▶ [Entries supplied]
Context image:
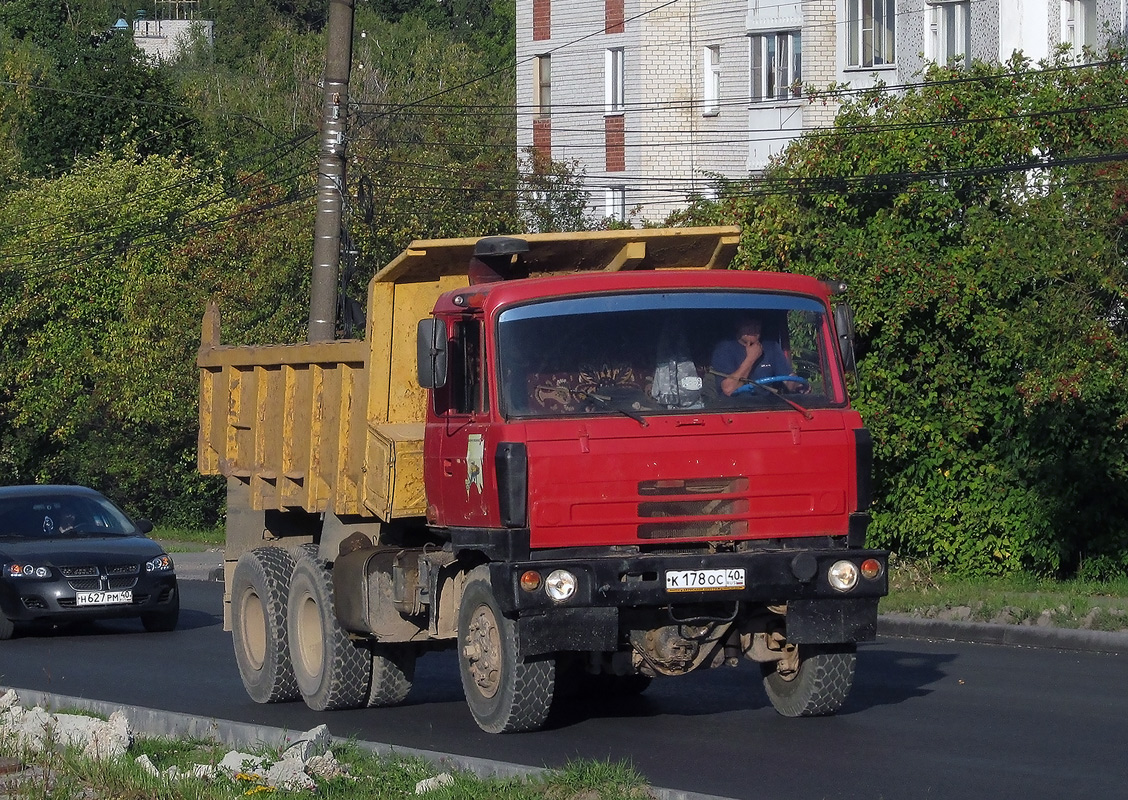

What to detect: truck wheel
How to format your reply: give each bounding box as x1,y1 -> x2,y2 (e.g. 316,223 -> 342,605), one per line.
231,547 -> 301,703
287,548 -> 372,711
760,643 -> 857,717
458,566 -> 556,733
368,644 -> 415,709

▶ [Goal] Rewrite the records above with "truck wheel" swapped for "tire" and every other part left unchanged. Omit the pictures from your answer.

▶ [Answer to this exercise]
Context image:

What to detect: tire
How to format your reply: give each bounding box as x1,y1 -> x2,y2 (e.g. 316,223 -> 342,605), one per line.
231,547 -> 301,703
287,548 -> 372,711
760,643 -> 857,717
458,566 -> 556,733
368,644 -> 415,709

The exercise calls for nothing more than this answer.